The data:
★ ★ ★ ★

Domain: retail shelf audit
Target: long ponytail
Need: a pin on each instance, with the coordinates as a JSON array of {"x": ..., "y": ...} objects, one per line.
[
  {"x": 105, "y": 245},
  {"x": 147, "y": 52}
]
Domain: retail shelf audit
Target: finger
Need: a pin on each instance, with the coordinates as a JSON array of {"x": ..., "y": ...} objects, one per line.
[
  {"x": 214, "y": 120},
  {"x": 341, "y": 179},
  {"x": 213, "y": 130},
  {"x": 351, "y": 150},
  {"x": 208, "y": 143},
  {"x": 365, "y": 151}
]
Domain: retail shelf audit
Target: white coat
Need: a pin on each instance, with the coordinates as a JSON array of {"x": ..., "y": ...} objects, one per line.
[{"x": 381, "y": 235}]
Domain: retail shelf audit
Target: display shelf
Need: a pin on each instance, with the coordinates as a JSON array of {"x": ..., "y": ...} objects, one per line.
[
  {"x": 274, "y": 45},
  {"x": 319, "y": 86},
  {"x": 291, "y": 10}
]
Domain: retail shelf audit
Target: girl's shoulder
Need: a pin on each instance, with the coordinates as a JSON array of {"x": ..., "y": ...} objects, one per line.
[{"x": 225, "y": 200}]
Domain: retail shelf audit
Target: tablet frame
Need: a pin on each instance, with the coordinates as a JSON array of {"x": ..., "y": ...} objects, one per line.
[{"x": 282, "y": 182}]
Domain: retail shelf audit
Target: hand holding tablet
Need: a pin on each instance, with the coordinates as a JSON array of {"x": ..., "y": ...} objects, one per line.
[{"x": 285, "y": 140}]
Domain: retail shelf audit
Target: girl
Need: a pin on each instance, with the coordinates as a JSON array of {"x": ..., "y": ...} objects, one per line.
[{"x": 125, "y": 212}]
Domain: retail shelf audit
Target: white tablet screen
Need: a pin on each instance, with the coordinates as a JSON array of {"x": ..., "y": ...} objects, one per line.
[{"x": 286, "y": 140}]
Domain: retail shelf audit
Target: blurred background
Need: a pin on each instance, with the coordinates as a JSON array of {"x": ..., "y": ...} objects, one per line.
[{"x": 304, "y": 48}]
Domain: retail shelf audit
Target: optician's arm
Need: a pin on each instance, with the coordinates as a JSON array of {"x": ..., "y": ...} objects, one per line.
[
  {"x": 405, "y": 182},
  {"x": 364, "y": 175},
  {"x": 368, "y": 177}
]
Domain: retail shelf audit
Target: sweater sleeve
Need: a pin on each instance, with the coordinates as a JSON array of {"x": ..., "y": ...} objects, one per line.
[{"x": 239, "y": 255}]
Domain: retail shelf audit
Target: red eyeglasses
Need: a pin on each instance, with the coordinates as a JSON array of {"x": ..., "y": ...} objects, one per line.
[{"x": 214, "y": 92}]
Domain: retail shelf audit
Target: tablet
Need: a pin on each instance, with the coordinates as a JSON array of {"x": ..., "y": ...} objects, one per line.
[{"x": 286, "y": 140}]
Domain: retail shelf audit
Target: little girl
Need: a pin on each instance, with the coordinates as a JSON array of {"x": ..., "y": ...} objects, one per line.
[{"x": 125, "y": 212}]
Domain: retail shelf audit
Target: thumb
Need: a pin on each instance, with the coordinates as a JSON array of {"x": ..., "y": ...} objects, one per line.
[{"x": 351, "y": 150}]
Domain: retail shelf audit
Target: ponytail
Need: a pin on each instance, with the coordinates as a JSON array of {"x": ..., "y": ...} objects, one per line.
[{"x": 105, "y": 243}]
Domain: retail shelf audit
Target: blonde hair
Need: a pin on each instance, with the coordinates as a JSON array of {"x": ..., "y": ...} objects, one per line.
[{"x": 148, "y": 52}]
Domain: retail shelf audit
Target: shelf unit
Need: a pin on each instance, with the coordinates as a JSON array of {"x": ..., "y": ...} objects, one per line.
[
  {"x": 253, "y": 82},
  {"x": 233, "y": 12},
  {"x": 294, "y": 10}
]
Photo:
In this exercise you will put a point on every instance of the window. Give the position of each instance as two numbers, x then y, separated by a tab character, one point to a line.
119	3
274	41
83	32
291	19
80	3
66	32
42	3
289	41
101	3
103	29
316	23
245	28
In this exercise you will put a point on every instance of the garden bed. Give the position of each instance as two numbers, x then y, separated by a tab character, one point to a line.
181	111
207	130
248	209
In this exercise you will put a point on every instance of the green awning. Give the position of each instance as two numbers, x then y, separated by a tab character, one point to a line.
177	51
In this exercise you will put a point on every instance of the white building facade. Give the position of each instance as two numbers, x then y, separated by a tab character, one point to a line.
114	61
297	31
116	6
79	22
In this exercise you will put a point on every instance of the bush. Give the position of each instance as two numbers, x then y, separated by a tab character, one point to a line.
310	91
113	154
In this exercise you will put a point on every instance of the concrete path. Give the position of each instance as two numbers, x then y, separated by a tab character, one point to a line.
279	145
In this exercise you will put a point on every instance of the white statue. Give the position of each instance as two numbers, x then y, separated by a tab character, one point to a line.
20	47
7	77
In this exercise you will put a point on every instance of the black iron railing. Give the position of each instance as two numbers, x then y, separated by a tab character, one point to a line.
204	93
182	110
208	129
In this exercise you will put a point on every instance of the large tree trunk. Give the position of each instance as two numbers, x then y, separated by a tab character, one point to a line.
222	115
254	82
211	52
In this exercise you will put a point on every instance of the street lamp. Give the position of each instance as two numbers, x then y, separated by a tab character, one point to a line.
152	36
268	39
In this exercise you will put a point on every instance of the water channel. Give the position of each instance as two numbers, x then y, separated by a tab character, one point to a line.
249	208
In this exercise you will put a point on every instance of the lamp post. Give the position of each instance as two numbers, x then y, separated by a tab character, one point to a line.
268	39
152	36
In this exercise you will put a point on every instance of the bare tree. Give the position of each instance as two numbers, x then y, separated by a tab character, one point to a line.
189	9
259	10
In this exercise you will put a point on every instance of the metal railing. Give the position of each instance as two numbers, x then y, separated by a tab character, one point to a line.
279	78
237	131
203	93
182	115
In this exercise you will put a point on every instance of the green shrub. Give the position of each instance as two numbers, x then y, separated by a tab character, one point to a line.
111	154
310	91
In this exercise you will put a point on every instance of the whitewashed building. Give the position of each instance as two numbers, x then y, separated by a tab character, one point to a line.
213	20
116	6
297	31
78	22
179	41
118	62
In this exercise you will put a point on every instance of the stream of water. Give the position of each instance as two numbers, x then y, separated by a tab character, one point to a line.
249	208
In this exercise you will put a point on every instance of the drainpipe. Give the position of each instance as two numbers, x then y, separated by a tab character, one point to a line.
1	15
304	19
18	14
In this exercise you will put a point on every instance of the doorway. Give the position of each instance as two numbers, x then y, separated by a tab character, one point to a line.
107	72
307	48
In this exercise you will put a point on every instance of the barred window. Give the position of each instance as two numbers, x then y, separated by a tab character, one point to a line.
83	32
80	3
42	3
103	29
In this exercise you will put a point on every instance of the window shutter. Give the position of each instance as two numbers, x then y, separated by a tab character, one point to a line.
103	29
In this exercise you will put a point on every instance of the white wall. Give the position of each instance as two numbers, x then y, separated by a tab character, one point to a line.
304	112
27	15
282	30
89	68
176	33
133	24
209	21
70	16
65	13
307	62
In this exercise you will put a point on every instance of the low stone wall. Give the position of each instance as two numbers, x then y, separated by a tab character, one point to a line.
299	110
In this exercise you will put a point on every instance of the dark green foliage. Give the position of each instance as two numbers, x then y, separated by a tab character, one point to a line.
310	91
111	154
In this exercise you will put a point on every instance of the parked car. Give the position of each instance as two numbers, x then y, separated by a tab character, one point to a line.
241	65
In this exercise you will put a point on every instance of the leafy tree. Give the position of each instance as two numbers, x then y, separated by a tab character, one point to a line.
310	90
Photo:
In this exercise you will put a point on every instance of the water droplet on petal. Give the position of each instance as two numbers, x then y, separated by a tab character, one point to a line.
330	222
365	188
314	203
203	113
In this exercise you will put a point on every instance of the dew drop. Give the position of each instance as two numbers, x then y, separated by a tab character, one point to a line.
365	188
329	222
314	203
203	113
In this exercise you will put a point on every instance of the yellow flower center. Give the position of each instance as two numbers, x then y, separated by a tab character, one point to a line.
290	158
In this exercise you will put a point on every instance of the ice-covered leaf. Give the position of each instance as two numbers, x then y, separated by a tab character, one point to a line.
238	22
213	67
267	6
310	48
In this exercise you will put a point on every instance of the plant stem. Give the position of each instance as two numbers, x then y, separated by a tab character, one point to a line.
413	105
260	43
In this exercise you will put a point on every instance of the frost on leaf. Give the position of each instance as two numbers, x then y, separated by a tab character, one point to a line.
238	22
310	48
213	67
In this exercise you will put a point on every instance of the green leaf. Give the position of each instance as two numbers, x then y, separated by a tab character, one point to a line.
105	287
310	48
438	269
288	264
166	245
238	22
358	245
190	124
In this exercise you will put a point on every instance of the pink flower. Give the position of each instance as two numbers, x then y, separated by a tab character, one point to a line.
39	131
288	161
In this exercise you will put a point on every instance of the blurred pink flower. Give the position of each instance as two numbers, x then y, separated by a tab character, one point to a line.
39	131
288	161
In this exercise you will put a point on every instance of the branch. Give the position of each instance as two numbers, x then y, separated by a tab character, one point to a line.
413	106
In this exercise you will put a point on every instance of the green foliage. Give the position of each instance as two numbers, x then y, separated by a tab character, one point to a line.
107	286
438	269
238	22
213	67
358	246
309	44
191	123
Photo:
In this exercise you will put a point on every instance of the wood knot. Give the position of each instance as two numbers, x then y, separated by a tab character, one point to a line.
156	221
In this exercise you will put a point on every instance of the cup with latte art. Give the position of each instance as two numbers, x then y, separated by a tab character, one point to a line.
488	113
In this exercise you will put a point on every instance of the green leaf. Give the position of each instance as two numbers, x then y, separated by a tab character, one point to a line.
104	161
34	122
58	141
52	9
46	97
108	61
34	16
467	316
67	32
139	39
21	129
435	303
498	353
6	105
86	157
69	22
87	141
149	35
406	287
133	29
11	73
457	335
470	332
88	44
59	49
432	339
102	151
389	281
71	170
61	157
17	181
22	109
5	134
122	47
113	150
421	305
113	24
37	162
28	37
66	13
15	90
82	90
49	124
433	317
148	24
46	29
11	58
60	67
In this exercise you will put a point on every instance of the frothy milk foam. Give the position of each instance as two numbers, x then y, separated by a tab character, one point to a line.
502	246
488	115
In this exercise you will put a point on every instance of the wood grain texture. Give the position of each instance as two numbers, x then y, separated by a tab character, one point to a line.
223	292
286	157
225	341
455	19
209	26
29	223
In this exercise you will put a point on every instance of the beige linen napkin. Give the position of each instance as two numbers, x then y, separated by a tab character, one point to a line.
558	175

★ ★ ★ ★

What you have to do:
Please tally the lines above that contain "tablet" and report nothing but the total.

Task response:
4